Regression LASSO
Introduction
After studying Ridge in depth, let’s now look at its alter ego: Lasso, or Least Absolute Shrinkage and Selection Operator. We saw that Ridge pulled coefficients toward 0 but never actually zeroed them out. Lasso, on the other hand, can eliminate variables entirely, in other words, it selects variables and keeps only the significant ones. Lasso is a regularization model and some coefficients will therefore be exactly 0.
LASSO
Model
Instead of L2 regularization as in Ridge, LASSO uses L1 regularization:
\(\hat{\beta}_{\text{lasso}} = \arg\min_{\beta} \left( \frac{\| y - X\beta \|_2^2}{2} + \lambda\| \beta \|_1 \right)\) where $X \in \mathbb{R}^{n\times p}$ and $\beta \in \mathbb{R}^{p}$
This time we can’t solve this problem with an explicit closed form like Ridge or OLS, at least not directly… We could add a $\frac{1}{n}$ factor (also omitted in the Ridge problem) which makes $\lambda$ independent of the dataset size, enabling comparisons across datasets. Here we leave it out to keep the expression simple and since we’re not comparing across datasets. This means $\lambda$ scales with dataset size.

__GIVEN PROBLEM 1__
In the Lasso text, what kind of regularization does LASSO use in place of the L2 regularization used in Ridge?
__GIVEN PROBLEM 2__
Quote the Lasso text from "Regression LASSO" down to "be exactly 0.".
__GIVEN PROBLEM 3__
Decide whether each statement agrees with the Lasso text, answering yes or no and quoting the words of the text that settle it: (a) Ridge zeroes out coefficients. (b) Lasso can drop variables entirely. (c) The LASSO problem can be solved directly with an explicit closed form, as with OLS.

__DATASET SECTION__
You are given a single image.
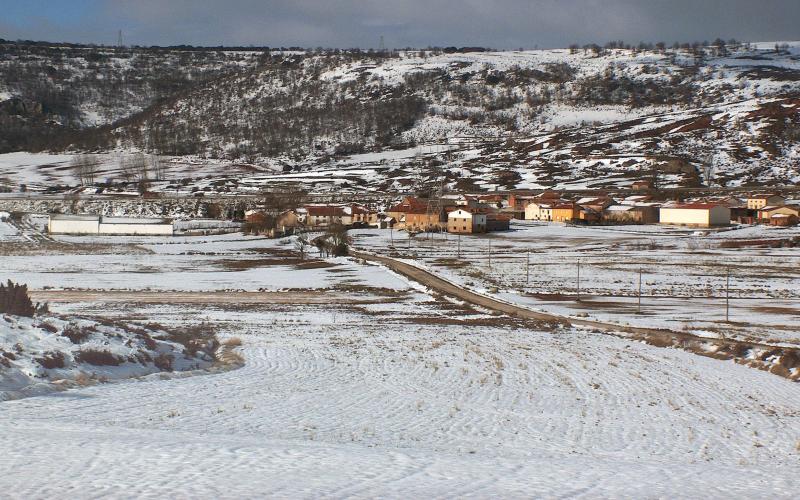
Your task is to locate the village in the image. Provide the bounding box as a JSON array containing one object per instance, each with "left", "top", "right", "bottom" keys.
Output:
[{"left": 29, "top": 181, "right": 800, "bottom": 237}]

__WRITTEN SOLUTION 1__
L1 regularization.

__WRITTEN SOLUTION 2__
Regression LASSO
Introduction
After studying Ridge in depth, let’s now look at its alter ego: Lasso, or Least Absolute Shrinkage and Selection Operator. We saw that Ridge pulled coefficients toward 0 but never actually zeroed them out. Lasso, on the other hand, can eliminate variables entirely, in other words, it selects variables and keeps only the significant ones. Lasso is a regularization model and some coefficients will therefore be exactly 0.

__WRITTEN SOLUTION 3__
(a) No: "Ridge pulled coefficients toward 0 but never actually zeroed them out."
(b) Yes: "Lasso, on the other hand, can eliminate variables entirely"
(c) No: "This time we can’t solve this problem with an explicit closed form like Ridge or OLS, at least not directly…"